• **Task statement**:
Report every line in the items below that contains the word "white", and copy each of those lines in full.

• **Raw records**:
━━━━━━━━━━━━━━━━

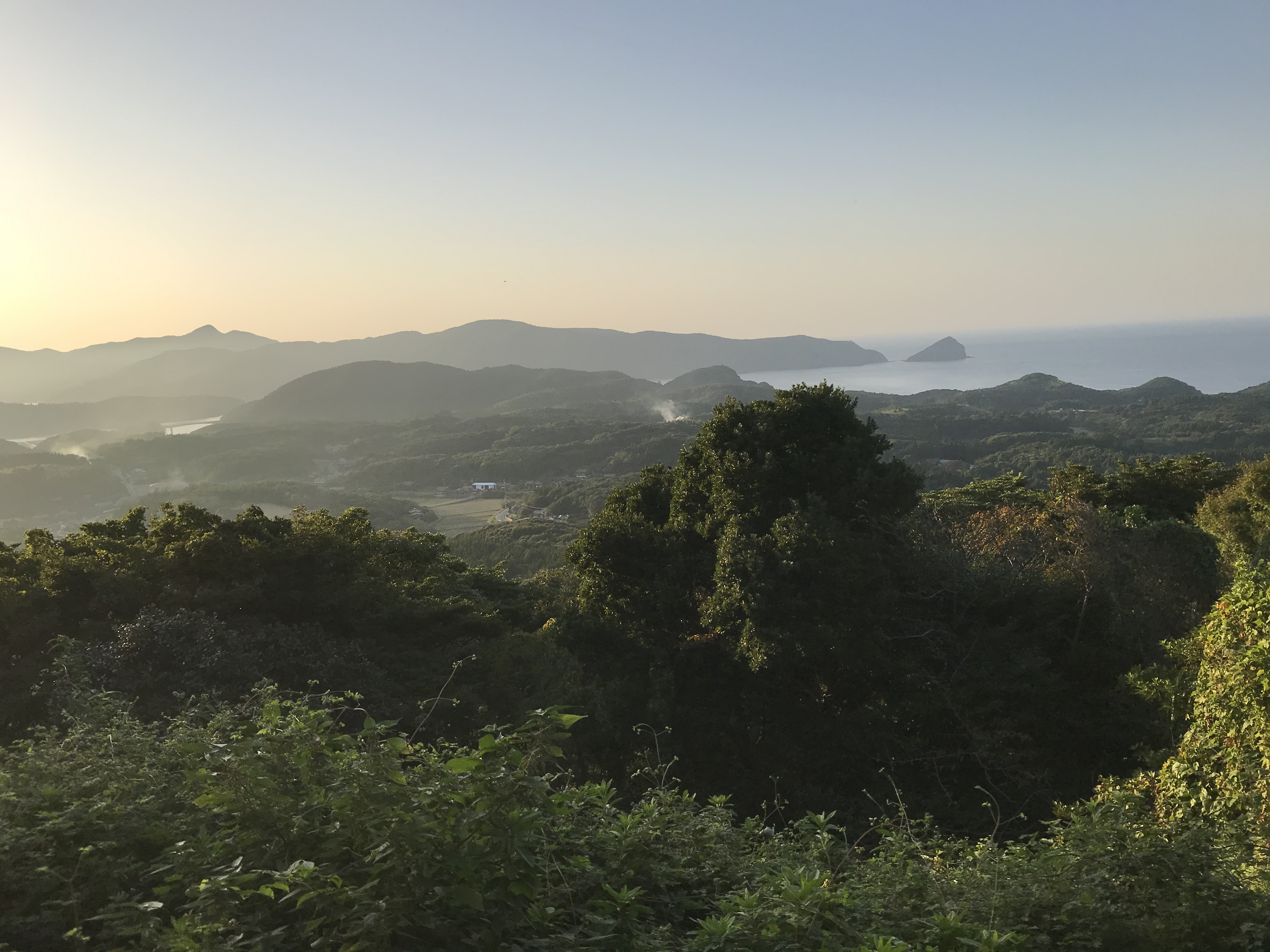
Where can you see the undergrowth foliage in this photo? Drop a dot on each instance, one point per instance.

━━━━━━━━━━━━━━━━

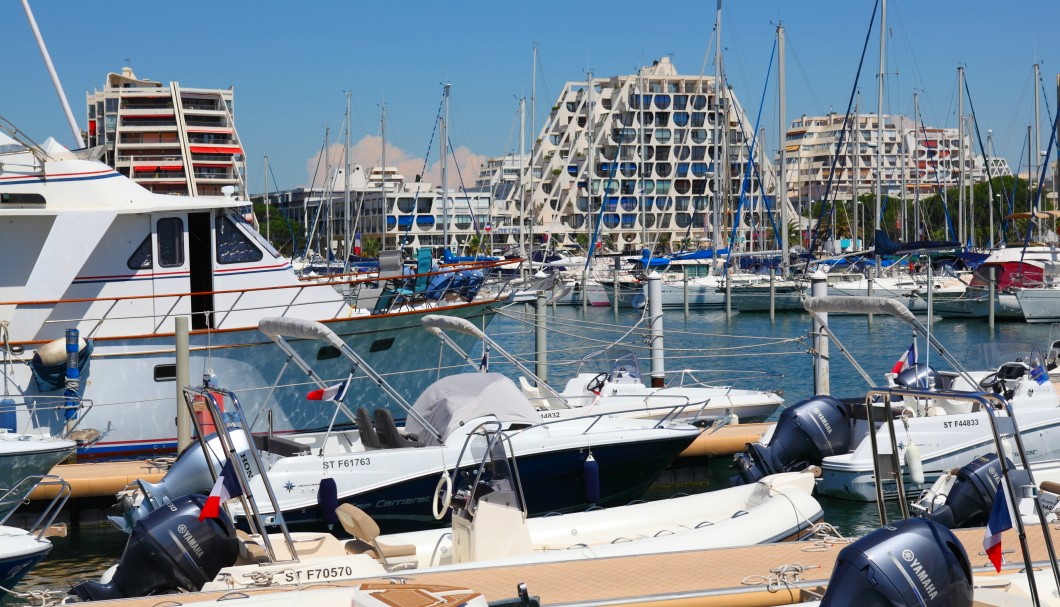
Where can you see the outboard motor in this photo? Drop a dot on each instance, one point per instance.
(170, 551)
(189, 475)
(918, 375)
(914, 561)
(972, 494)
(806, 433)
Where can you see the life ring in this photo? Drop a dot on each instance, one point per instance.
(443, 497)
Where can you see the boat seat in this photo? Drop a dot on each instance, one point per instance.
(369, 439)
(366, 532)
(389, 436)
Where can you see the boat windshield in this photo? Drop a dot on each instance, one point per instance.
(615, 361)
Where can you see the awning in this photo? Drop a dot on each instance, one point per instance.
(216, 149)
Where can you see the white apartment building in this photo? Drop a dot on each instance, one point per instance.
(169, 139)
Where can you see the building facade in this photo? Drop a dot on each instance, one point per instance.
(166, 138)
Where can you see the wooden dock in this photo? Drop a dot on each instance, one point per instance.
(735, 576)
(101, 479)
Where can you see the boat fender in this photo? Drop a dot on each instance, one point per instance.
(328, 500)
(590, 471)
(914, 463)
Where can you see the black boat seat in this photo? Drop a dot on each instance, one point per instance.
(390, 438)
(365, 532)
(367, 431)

━━━━━━━━━━━━━━━━

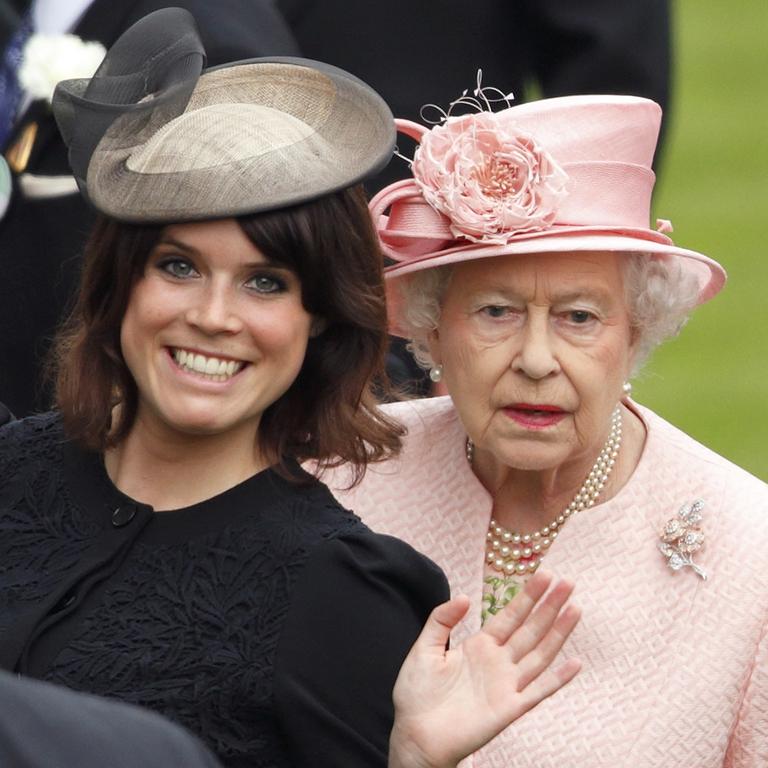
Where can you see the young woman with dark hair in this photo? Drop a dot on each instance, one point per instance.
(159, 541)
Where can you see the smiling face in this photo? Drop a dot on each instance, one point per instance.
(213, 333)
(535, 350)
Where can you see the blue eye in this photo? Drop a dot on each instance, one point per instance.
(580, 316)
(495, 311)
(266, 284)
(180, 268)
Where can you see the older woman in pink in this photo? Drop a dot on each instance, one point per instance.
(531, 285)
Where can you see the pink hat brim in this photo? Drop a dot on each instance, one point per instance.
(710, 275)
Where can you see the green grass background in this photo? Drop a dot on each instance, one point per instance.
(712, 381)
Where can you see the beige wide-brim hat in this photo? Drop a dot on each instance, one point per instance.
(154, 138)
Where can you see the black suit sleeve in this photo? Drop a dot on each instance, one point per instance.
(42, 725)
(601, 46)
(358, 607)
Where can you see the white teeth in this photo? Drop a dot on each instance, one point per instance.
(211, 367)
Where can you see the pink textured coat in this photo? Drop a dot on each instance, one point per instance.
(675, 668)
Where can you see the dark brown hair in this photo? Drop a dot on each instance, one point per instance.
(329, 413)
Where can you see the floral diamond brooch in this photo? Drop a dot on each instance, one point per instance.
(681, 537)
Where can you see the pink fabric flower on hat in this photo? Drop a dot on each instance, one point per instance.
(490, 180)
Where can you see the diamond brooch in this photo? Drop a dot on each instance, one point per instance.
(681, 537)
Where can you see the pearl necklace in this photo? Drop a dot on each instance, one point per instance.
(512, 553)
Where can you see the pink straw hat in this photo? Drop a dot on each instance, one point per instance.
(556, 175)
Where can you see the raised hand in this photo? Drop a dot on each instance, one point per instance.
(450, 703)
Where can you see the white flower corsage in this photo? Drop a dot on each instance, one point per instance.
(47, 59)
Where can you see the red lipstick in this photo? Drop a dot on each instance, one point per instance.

━━━━━━━━━━━━━━━━

• **Output**:
Where can you see the white apartment building in this photo? Drop a dot on each instance, one point per instance.
Where can you see the white teeth in this photo? Drop a dot on each instance, one point per instance.
Where can you see the white flower corsage in this photo? Drop a dot on each instance, one point per instance.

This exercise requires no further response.